▸ **ROWS**:

....

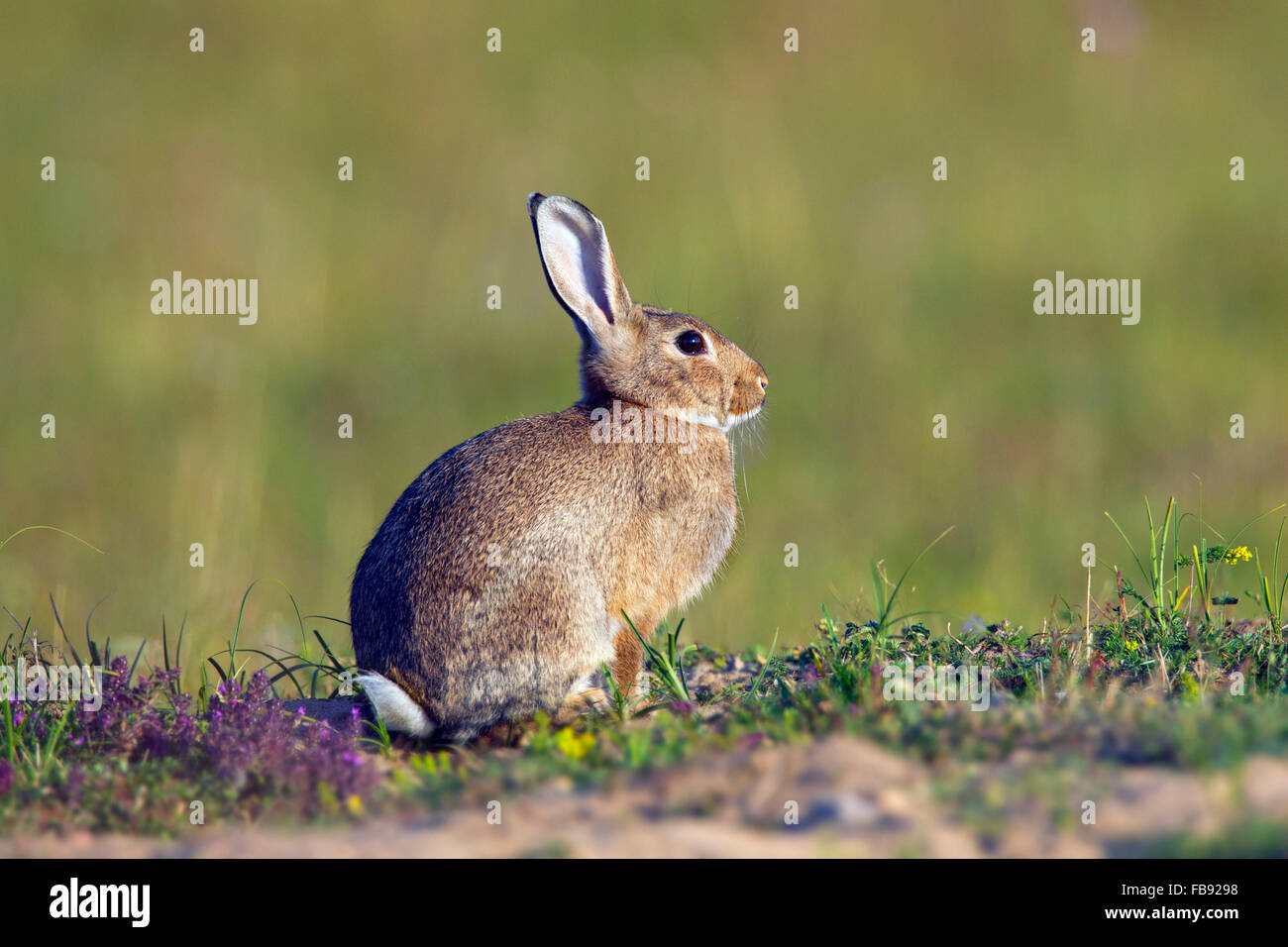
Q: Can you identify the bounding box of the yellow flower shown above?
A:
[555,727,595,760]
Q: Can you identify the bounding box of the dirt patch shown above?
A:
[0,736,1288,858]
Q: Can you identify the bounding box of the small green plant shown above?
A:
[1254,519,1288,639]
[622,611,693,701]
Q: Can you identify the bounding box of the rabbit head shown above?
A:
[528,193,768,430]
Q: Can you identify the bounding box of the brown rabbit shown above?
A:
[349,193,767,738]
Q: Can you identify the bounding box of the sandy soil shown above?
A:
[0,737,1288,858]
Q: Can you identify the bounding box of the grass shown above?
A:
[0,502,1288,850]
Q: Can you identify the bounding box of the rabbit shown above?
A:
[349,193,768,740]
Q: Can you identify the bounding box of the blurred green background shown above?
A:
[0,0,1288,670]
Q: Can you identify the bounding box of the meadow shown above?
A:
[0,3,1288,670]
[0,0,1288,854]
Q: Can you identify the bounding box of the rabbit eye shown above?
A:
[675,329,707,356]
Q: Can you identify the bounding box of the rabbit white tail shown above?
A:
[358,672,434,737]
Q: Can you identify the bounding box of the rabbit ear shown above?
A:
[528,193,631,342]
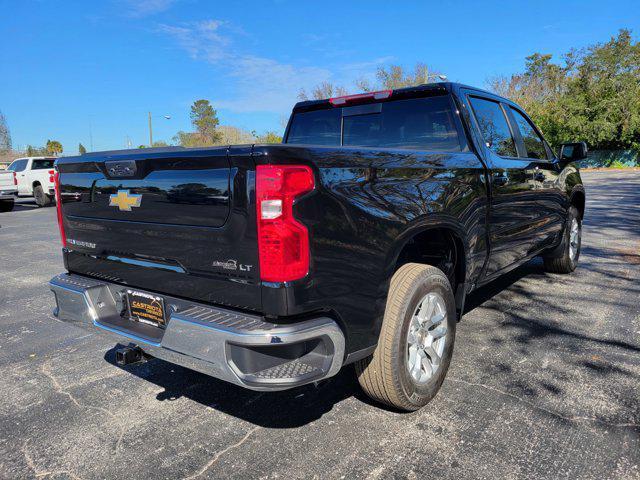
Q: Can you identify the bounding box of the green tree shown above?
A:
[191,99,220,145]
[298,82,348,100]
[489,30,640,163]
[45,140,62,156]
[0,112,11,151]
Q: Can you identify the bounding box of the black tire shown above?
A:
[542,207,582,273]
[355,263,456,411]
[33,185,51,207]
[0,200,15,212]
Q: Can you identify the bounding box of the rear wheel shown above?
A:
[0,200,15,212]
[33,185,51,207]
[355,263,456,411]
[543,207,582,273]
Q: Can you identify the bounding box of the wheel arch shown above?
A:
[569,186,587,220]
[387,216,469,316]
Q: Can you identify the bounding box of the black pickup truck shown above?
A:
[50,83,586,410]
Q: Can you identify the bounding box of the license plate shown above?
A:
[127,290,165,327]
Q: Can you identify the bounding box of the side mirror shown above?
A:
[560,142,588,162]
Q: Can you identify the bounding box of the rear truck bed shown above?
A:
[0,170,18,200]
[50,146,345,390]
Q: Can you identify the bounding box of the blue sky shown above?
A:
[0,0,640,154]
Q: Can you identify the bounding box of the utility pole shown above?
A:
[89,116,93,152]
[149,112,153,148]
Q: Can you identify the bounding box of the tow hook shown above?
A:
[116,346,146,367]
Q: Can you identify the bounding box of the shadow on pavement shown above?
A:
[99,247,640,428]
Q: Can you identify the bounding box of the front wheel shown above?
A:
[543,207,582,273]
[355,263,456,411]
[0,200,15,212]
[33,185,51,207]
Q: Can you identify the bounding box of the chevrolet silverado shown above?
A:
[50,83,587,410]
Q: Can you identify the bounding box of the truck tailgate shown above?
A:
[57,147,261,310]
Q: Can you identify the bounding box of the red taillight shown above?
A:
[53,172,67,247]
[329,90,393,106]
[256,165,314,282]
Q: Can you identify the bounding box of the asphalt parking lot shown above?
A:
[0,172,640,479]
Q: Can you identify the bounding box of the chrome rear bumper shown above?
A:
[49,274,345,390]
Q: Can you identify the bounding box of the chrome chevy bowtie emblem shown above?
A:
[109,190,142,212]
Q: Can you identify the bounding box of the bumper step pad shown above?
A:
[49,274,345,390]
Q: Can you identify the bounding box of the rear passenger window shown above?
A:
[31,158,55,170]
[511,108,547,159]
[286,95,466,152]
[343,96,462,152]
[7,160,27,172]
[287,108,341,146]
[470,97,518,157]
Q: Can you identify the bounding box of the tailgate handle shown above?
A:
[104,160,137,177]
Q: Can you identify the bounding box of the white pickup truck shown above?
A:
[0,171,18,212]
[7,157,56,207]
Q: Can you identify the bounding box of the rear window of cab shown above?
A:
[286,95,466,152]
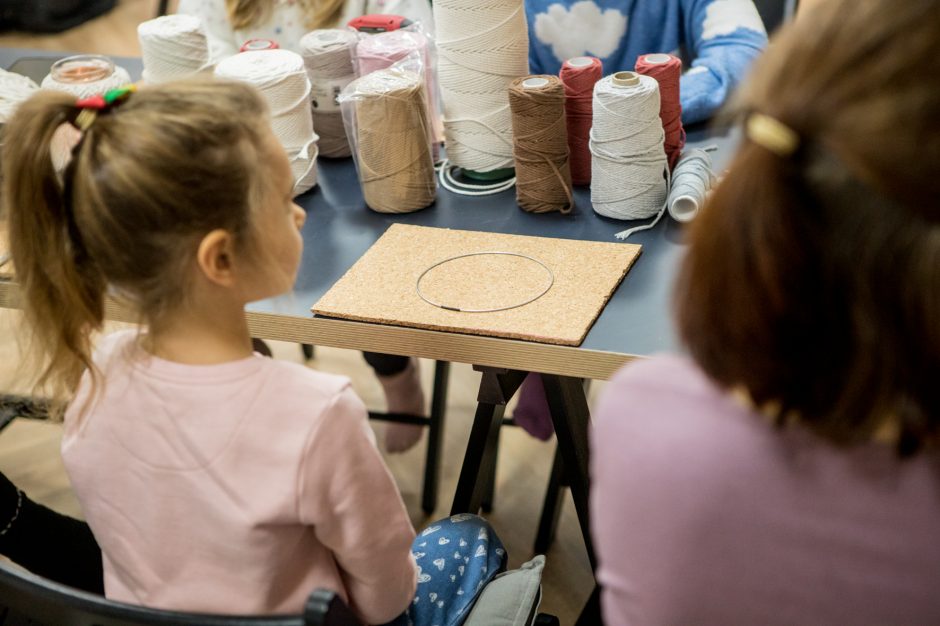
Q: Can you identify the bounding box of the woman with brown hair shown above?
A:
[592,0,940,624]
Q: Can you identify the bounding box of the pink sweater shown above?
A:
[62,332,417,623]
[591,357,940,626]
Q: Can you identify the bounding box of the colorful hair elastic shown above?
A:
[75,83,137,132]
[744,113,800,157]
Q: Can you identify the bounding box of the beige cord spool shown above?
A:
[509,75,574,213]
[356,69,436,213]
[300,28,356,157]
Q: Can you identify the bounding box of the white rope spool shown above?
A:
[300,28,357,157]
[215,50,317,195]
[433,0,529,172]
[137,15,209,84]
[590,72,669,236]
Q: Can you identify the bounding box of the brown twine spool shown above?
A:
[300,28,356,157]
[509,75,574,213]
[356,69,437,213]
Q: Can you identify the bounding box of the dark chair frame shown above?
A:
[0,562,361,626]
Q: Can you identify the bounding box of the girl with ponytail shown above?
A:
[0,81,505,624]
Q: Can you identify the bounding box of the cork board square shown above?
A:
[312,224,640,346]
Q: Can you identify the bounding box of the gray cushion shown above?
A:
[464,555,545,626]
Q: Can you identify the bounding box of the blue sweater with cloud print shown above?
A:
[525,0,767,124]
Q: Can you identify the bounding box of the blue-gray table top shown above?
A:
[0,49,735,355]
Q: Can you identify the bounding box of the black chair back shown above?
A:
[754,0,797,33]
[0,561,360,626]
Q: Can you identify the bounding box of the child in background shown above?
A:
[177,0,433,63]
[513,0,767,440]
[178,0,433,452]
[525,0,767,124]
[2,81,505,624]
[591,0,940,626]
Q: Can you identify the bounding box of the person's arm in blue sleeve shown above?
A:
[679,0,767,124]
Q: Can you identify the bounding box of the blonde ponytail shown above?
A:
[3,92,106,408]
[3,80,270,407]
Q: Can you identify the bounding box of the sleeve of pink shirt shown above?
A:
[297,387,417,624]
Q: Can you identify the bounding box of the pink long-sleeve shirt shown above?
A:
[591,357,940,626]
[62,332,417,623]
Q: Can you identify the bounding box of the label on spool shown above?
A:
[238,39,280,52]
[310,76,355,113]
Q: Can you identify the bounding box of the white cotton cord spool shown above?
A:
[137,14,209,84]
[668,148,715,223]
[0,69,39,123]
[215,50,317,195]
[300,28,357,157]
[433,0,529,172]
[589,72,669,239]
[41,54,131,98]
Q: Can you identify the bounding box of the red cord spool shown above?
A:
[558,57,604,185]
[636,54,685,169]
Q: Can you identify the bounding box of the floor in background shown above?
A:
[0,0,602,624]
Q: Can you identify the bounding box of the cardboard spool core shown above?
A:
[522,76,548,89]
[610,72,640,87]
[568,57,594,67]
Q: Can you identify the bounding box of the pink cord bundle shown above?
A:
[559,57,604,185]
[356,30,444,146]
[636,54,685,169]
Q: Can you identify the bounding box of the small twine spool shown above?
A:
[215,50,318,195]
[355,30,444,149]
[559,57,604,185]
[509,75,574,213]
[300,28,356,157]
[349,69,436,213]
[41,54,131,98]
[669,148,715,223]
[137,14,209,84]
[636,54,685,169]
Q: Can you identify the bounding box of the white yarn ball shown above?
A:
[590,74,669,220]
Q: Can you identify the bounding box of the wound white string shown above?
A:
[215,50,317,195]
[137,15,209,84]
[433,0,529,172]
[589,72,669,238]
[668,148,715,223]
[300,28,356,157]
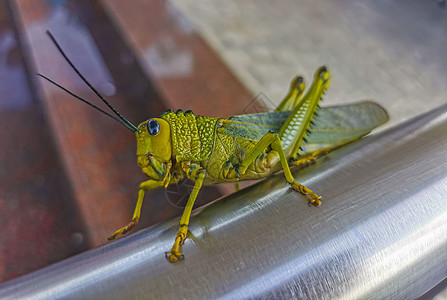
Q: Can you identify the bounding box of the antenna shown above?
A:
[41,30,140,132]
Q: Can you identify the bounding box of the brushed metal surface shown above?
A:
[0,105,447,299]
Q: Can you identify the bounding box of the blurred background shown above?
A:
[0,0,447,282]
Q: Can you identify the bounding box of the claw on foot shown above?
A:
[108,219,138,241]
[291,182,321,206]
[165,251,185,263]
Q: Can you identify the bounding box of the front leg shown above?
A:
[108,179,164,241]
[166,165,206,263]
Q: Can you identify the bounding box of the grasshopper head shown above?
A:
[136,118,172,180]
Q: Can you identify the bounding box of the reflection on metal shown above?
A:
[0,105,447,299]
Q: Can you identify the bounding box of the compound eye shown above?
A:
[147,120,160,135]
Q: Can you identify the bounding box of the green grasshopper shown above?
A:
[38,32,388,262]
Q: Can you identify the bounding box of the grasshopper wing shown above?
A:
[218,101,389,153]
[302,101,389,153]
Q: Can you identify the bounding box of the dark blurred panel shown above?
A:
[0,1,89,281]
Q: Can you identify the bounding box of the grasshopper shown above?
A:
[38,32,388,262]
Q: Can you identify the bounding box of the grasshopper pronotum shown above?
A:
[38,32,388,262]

....

▸ **GIVEN REQUEST**:
Please copy the lines exactly, from the first one through the line that contains "[358,672,434,737]", including both ends. Leave the pictures out.

▸ **FULL ANSWER**:
Q: Can you identify the bounding box of the yellow flower shown above?
A:
[555,727,595,760]
Q: Can you identify the bounding box of the dirt patch shown above?
A:
[0,736,1288,858]
Q: Can you identify the bounding box of the small green plant shown above?
A:
[1254,519,1288,639]
[622,611,693,701]
Q: Can you identify the bounding box of the rabbit head shown above?
A:
[528,193,768,430]
Q: Can you identify the bounding box of the brown rabbit shown above?
A:
[349,193,767,738]
Q: Can you identify the bounding box of the sandy soil shown above?
A:
[0,737,1288,858]
Q: Can you identify the bounding box of the grass shown above?
A:
[0,502,1288,850]
Q: Can you identify the bounding box of the rabbit shown above?
A:
[349,193,768,740]
Q: Can you identify the bounding box of the blurred green background shown above?
A:
[0,0,1288,670]
Q: Can you identify the bounding box of the meadow shown above?
A:
[0,3,1288,670]
[0,0,1288,854]
Q: Can you identify the bounding box of the rabbit eye shown above?
A:
[675,329,707,356]
Q: Can you identify the bounding box of the rabbit white tail shown above?
A:
[358,672,434,737]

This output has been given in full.